> EXERCISE GOAL:
The whole listing should be retyped exactly as it appears.
::::::::::
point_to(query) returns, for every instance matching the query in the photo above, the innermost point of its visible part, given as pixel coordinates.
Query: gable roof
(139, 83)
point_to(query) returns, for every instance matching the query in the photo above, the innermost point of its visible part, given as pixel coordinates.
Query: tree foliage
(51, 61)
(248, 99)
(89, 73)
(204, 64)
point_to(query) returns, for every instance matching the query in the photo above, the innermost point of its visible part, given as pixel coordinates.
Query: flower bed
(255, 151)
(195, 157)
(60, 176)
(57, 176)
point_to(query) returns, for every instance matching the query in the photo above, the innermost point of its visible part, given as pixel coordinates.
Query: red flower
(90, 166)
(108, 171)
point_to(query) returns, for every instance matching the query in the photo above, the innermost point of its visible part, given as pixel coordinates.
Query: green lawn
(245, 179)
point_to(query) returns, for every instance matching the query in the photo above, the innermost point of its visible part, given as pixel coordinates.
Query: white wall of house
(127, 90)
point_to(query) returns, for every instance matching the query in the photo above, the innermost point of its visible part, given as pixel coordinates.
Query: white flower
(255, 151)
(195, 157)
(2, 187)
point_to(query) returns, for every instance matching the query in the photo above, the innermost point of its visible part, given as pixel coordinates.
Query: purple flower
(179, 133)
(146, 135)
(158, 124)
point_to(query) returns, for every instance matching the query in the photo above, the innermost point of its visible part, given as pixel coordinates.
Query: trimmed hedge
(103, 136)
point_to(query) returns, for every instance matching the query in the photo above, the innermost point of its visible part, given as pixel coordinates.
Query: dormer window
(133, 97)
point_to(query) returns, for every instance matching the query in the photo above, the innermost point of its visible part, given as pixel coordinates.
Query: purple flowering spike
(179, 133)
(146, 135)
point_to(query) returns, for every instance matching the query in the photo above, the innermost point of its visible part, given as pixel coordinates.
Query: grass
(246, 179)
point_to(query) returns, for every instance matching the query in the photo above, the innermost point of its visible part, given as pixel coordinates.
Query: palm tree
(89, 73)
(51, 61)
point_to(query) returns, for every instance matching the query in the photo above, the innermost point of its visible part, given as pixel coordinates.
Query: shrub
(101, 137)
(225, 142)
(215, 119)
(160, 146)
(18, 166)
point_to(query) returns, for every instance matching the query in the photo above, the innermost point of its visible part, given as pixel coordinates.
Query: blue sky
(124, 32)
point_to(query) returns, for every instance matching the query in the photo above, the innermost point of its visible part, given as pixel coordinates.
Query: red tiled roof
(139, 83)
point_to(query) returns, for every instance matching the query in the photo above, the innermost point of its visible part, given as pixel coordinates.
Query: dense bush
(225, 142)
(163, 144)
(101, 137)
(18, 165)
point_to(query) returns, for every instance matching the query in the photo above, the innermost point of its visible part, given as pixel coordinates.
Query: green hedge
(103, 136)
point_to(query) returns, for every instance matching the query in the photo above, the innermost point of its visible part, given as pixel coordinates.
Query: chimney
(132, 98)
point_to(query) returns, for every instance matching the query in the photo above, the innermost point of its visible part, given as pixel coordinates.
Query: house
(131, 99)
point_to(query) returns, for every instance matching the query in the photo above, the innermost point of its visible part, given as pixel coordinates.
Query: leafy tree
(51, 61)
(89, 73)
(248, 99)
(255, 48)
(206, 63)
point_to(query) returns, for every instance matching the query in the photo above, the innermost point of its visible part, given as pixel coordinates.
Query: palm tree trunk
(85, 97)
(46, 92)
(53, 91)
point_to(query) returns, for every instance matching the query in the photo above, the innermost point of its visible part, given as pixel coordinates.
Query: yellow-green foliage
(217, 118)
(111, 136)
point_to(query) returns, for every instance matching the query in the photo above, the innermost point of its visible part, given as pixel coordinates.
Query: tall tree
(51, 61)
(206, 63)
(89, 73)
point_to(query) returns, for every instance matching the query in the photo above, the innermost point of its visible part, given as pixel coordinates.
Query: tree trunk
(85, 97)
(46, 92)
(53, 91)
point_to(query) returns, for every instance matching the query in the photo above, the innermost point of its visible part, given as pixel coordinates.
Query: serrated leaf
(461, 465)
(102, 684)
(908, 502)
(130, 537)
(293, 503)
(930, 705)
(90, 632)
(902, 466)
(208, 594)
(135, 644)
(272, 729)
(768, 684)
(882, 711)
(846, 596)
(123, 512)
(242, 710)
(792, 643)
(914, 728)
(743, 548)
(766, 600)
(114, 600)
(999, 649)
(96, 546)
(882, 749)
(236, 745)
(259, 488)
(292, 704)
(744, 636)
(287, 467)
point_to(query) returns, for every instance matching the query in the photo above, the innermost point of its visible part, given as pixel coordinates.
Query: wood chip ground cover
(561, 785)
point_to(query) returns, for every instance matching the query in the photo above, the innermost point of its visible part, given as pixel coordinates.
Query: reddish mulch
::::::::::
> TASK RESULT:
point_to(query) returns, for every instance matching the query in the photo above, the innermost point of its visible part, given as pixel coordinates.
Query: gable roof
(139, 83)
point_to(query) returns, for every instance matching the query in the photo above, the innermost point of its visible part, given as pixel coordinates.
Query: tree foliage
(51, 61)
(248, 99)
(89, 73)
(204, 64)
point_to(query) returns, for every instance matching the query in the photo above, the innermost point of its visible part, given as pixel coordinates.
Query: flower bed
(255, 151)
(195, 157)
(60, 176)
(57, 176)
point_to(query) returns, for every instance matching the query in the photo above, the innermost point of its visible part, given as pixel coordinates.
Query: red flower
(90, 166)
(108, 171)
point_to(query) returns, for every instance matching the query in the photo above, the innermost point of its visible part, given as pixel coordinates.
Query: green lawn
(245, 179)
point_to(query) returns, for every instance matching the query in the photo above, the innermost point of its visible part, given as pixel coordinates.
Query: white wall of house
(127, 90)
point_to(query) returns, for every instance matching the query in the photo above, the innermost point of its visible part, given as pixel coordinates.
Query: white flower
(255, 151)
(195, 157)
(2, 187)
point_to(query) returns, for every instance matching the query in the photo above, the innermost point of its visible part, given as pixel coordinates.
Query: purple flower
(179, 133)
(146, 135)
(158, 124)
point_to(query) returns, for every instance matching the query in the photo above, the innermost point of its visible part, given as pixel coordinates.
Query: trimmed hedge
(103, 136)
point_to(query) returns, for every instance matching the query in the photo above, the innermost point of its visible part, given as pixel coordinates.
Query: dormer window
(133, 97)
point_to(query) returns, for every instance matching the query in the photo above, the innermost point of its visible part, given as pixel coordinates.
Query: purple flowering spike
(179, 133)
(146, 135)
point_to(query) returns, for every instance matching the query in the photo above, the innermost point of its visible part, given as pixel coordinates.
Query: grass
(246, 179)
point_to(query) returns, for every instance matching the query in the photo above, the innermost point of its visible part, given as pixel coordinates.
Query: palm tree
(89, 73)
(51, 61)
point_to(query) returns, for every instance matching the query in the photo above, the innermost point of its visible part, given as pixel coordinates.
Query: shrub
(101, 137)
(225, 142)
(215, 119)
(160, 146)
(18, 166)
point_to(query) returns, for every instance matching the query in the photo above, the innermost point of its visible part, given as pixel coordinates.
Query: blue sky
(124, 32)
point_to(query) returns, for every instance matching the query in the photo above, the innermost point of its visible part, given as pixel coordinates.
Query: red tiled roof
(139, 83)
point_to(query) returns, for every instance matching the query in the photo above, the innermost point of its visible part, given as pixel coordinates.
Query: dense bush
(225, 142)
(163, 144)
(101, 137)
(18, 165)
point_to(query) returns, for every instance matching the query in the photo above, the innermost point of its visible part, given as pixel coordinates.
Query: green hedge
(103, 136)
point_to(query) returns, for every instance matching the query in the photo above, the innermost point of its visible part, given as pixel coordinates.
Query: chimney
(132, 98)
point_to(query) returns, for every instance matching the query in the photo above, the innermost point of its visible part, given as pixel coordinates.
Query: house
(131, 99)
point_to(query) returns, for every instance matching the query in the photo above, the innermost point of its visible part, given as pixel coordinates.
Query: leafy tree
(51, 61)
(89, 73)
(248, 99)
(255, 48)
(206, 63)
point_to(query) returns, for every instance matching the query in the photo above, the innermost point of its visible part, given as pixel coordinates.
Query: palm tree trunk
(85, 97)
(46, 92)
(53, 91)
point_to(query) returns, for every instance matching the query in the photo above, the innermost point of its visible part, given as pixel coordinates.
Query: yellow-green foliage
(217, 118)
(111, 136)
point_to(query) returns, for every instance matching the query in the photo above, the innermost point of its visible part, given as pixel coordinates.
Query: tall tree
(51, 61)
(206, 63)
(89, 73)
point_to(query) returns, for every instance matching the query in the photo above, the innermost point of its visible part, given as pixel coordinates.
Query: tree trunk
(85, 97)
(46, 92)
(53, 91)
point_to(query) returns, for every instance matching the query in the photo above, the innermost point of its visible part, given as pixel coordinates.
Query: serrated leaf
(461, 465)
(102, 684)
(908, 502)
(130, 537)
(293, 503)
(930, 705)
(90, 632)
(902, 466)
(208, 594)
(135, 644)
(272, 729)
(768, 684)
(882, 711)
(846, 596)
(123, 512)
(242, 710)
(792, 643)
(914, 728)
(743, 548)
(766, 600)
(114, 600)
(999, 649)
(96, 546)
(882, 749)
(236, 745)
(259, 488)
(292, 704)
(744, 636)
(287, 467)
point_to(query) returns, for every instance matching the query in the photo above, the innermost point of its visible part, given as pixel coordinates.
Query: wood chip ground cover
(561, 785)
point_to(query) returns, for every instance matching the query in the photo above, the innermost point of its visible part, given as pixel coordinates.
Query: reddish mulch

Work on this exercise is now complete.